:: Extrait à lire ::
__________
Mais ne s’en remettre qu’à la loi du marché et à son instabilité, cela comporte des risques, nuance-t-il.
« La Régie nous montre de belles courbes avec la production qui diminue progressivement alors que les prix chutent, mais la réalité est souvent plus brutale. La production devrait plutôt rester stable jusqu’à ce qu’elle ne soit plus rentable, puis chuter drastiquement d’un coup. Si on ne s’y est pas préparé, on risque d’avoir une grave crise sociale et économique sur les bras », prévient-il.
Un travail qui ne fait que commencer
En plus de la réduction de la production pétrolière, le Canada aura aussi besoin de plus d’encadrement de l’État et d’investissement majeurs dans les technologies si on veut atteindre la carboneutralité d’ici 2050 tout en maintenant notre niveau de vie, prévient Jean-Denis Charlebois, de la Régie.
En effet, si le Canada se contente des mesures qu’il a déjà mises en place pour combattre les changements climatiques, le pays émettra toujours 566 mégatonnes de GES en 2050, soit seulement 13 % de moins qu’en 2021, selon l’étude. Mais si on fait entrer dans le calcul les politiques annoncées qui ne sont pas encore déployées et qu’on ajoute l’effet des technologies émergentes, la carboneutralité serait tout à fait réalisable, selon la Régie.
S’il concède que les prévisions de la Régie sont encourageantes, Hadrian Mertins-Kirkwood rappelle qu’elles comportent encore un grand degré d’incertitude et de risque, car elles s’appuient fortement sur des technologies qui n’ont pas fait leurs preuves à grande échelle comme la capture du carbone, les biocarburants et les petits réacteurs nucléaires.
Un constat que partage Keith Stewart, de Greenpeace, sans toutefois perdre son optimisme. « Nous avons encore le temps de réfléchir au mixte technologique qui va nous amener à la carboneutralité, mais la Régie nous donne pour la première fois les données nécessaires pour planifier sérieusement la suite et bâtir un plan solide », conclut-il.
__________
:: La consigne ::
Répondez à ces questions sur l'extrait consacré à la carboneutralité du Canada :
1. Combien de mégatonnes de GES le Canada émettra-t-il encore en 2050 s'il s'en tient aux mesures déjà en place ?
2. Quelles technologies qui n'ont pas fait leurs preuves à grande échelle Hadrian Mertins-Kirkwood mentionne-t-il ?
3. De quelle organisation fait partie Keith Stewart ?

:: Extrait des données ::
__________
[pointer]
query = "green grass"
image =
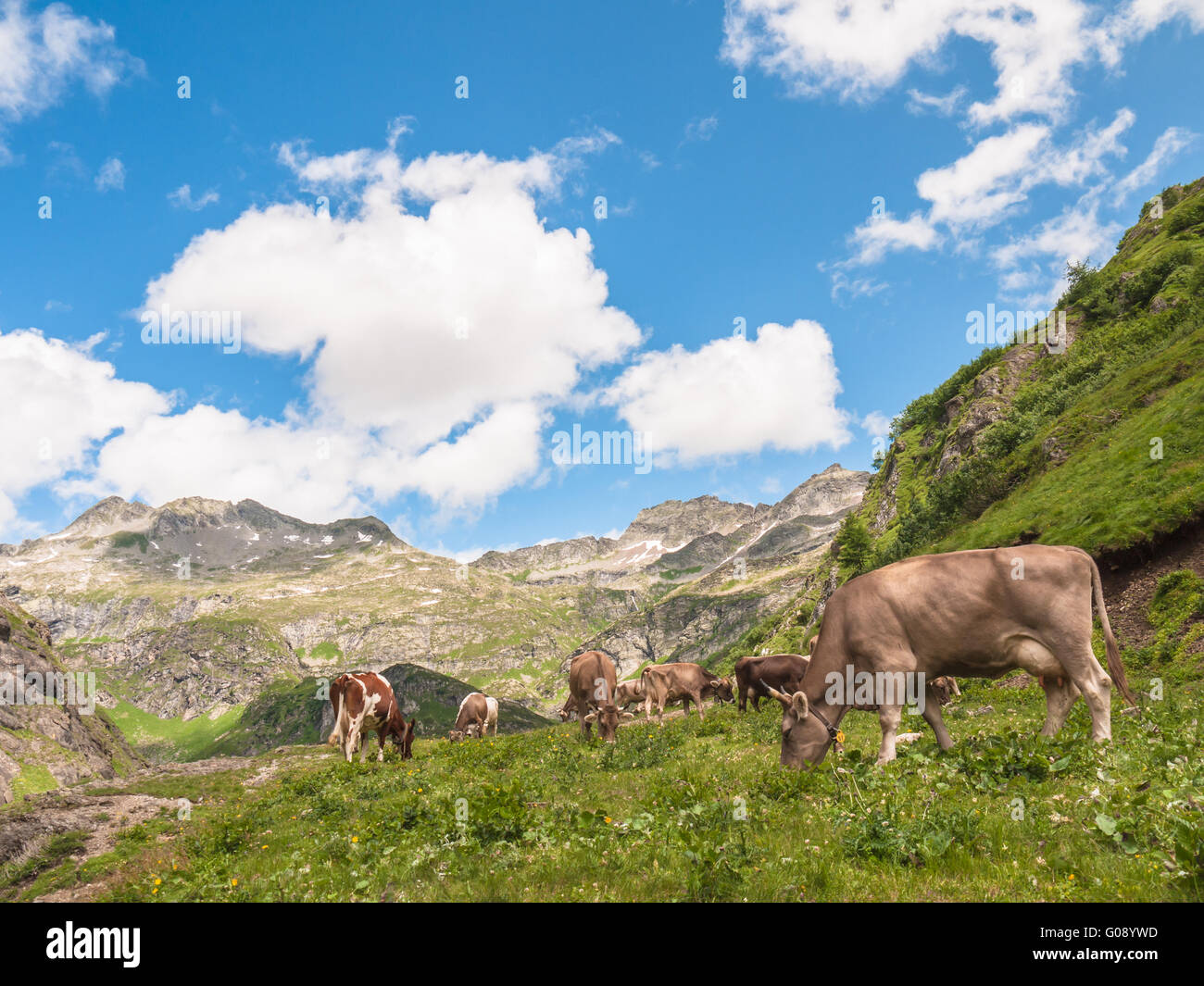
__________
:: Résultat ::
1. 566 mégatonnes.
2. La capture du carbone, les biocarburants et les petits réacteurs nucléaires.
3. Greenpeace.